◆ **What needs to be done**:
Print the 1989–90 Honduran Liga Nacional text below in full, reproducing every line verbatim.

◆ **Document extract**:

Liga Nacional
- Season: 1989–90
- Champions: Olimpia (10th)
- Relegated: Curacao
- CONCACAF Champions' Cup: Olimpia Real España
- Matches: 160
- Goals: 280 (1.75 per match)
- Top goalscorer: Ávila (13)

= 1989–90 Honduran Liga Nacional =

The 1989–90 Honduran Liga Nacional season was the 24th edition of the Honduran Liga Nacional. The format of the tournament was the same as the 1987-88 season and was a rematch of the 23rd edition final. Club Deportivo Olimpia successfully defended its 1989 title after defeating in the final runner-up Real C.D. España. Title holder and runner-up qualified for berths to the 1990 CONCACAF Champions' Cup.

==1989–90 teams==

- Curacao (Tegucigalpa)

◆ **Provided information**:
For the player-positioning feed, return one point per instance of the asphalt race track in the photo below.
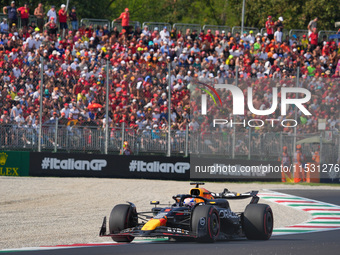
...
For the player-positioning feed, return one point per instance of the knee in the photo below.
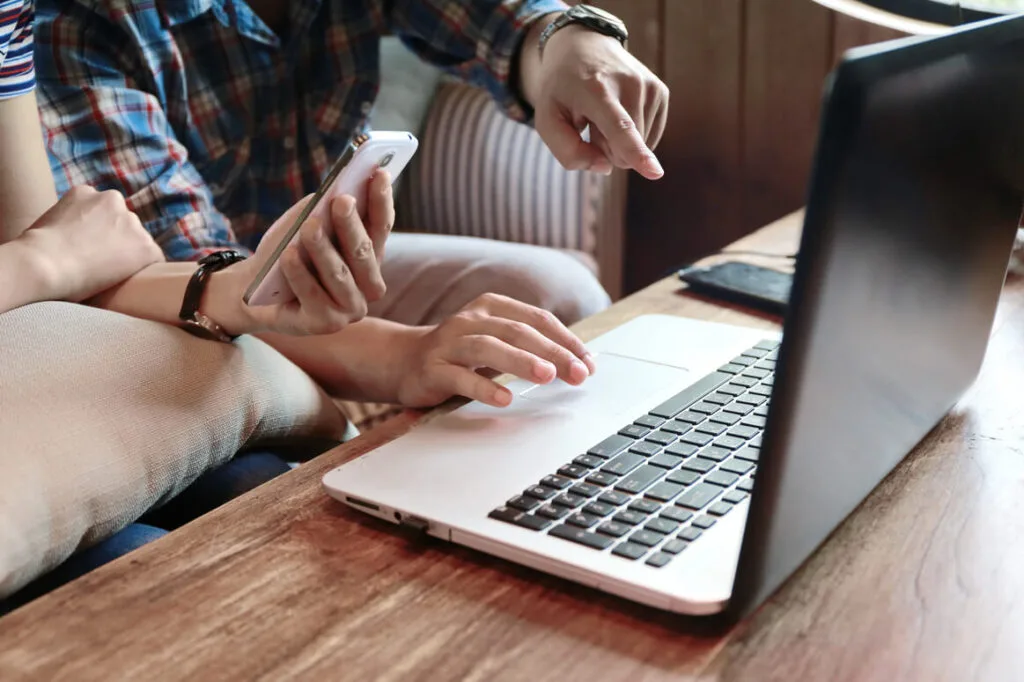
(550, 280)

◆ **Complete output**:
Liga Nacional
- Season: 1989–90
- Champions: Olimpia (10th)
- Relegated: Curacao
- CONCACAF Champions' Cup: Olimpia Real España
- Matches: 160
- Goals: 280 (1.75 per match)
- Top goalscorer: Ávila (13)

= 1989–90 Honduran Liga Nacional =

The 1989–90 Honduran Liga Nacional season was the 24th edition of the Honduran Liga Nacional. The format of the tournament was the same as the 1987-88 season and was a rematch of the 23rd edition final. Club Deportivo Olimpia successfully defended its 1989 title after defeating in the final runner-up Real C.D. España. Title holder and runner-up qualified for berths to the 1990 CONCACAF Champions' Cup.

==1989–90 teams==

- Curacao (Tegucigalpa)